Aim of the exercise:
Where the line containing "the baseboard radiator" appears in the entries below, begin there and output every line through the last, exactly, minus the pictures.

Records from a collection
- Opening Delimiter -
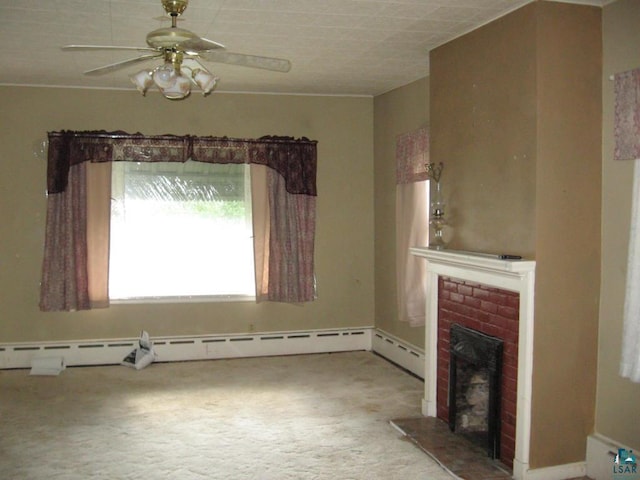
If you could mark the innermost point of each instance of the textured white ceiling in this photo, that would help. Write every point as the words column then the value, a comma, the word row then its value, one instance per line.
column 343, row 47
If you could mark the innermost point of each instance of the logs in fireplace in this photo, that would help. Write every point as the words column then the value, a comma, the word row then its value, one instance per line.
column 475, row 371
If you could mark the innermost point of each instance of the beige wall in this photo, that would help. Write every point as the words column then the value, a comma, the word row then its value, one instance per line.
column 515, row 115
column 618, row 400
column 483, row 129
column 343, row 127
column 568, row 181
column 400, row 111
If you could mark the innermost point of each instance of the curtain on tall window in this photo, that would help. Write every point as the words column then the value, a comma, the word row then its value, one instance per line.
column 75, row 266
column 412, row 224
column 627, row 147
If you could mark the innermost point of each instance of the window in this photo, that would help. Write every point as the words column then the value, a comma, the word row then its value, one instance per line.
column 180, row 230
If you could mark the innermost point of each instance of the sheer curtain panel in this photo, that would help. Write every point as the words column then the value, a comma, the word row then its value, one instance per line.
column 627, row 147
column 75, row 266
column 412, row 224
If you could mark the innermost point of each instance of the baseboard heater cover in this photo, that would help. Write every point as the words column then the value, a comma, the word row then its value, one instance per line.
column 401, row 353
column 170, row 349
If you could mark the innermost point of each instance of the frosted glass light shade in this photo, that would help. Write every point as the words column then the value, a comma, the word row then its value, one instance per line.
column 205, row 80
column 181, row 88
column 142, row 80
column 165, row 76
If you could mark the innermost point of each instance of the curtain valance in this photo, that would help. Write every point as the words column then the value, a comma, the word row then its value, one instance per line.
column 294, row 159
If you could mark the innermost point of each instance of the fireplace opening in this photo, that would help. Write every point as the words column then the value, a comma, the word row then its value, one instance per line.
column 475, row 370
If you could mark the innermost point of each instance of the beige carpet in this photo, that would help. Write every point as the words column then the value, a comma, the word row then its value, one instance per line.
column 302, row 417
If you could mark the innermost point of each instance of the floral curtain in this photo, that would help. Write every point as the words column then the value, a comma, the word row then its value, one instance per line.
column 285, row 238
column 412, row 224
column 627, row 147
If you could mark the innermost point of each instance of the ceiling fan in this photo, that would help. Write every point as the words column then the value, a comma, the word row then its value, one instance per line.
column 180, row 50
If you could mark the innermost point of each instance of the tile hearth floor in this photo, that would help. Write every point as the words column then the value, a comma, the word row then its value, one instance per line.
column 457, row 454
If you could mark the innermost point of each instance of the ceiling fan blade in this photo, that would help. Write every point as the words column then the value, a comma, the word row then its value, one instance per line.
column 199, row 44
column 253, row 61
column 122, row 64
column 79, row 48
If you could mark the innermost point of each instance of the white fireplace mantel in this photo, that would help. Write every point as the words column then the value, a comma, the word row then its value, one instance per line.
column 513, row 275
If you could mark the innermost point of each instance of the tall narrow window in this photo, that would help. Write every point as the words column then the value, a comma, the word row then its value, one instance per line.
column 180, row 230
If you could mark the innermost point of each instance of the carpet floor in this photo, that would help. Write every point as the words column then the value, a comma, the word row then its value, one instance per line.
column 322, row 416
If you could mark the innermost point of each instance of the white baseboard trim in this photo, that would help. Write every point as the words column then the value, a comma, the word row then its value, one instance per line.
column 169, row 349
column 558, row 472
column 601, row 452
column 404, row 354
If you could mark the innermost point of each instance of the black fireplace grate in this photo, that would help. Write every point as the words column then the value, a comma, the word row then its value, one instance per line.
column 475, row 372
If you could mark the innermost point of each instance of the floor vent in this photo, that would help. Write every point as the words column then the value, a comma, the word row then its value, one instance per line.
column 103, row 352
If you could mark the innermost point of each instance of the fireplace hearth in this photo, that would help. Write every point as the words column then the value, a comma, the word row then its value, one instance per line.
column 475, row 370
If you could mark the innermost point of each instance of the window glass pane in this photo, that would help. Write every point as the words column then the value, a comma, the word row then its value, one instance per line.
column 180, row 230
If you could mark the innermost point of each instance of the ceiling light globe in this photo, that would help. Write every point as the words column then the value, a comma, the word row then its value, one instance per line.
column 165, row 76
column 142, row 80
column 180, row 89
column 205, row 80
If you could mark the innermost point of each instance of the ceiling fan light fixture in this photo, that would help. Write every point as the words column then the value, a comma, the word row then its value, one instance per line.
column 180, row 89
column 205, row 80
column 165, row 76
column 142, row 80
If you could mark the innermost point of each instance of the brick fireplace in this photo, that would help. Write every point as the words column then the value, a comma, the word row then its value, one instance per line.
column 491, row 311
column 495, row 297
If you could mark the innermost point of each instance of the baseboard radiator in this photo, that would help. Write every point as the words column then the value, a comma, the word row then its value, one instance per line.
column 170, row 349
column 175, row 349
column 601, row 452
column 399, row 352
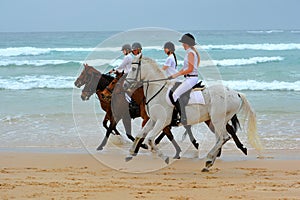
- Closing Delimiter -
Answer section:
If you could mark the innermost point of each instance of the baseboard radiator in this photo, that would help. Write every point as the words column then the value, a comma, the word row then its value, one instance per line.
column 170, row 349
column 175, row 349
column 601, row 452
column 399, row 352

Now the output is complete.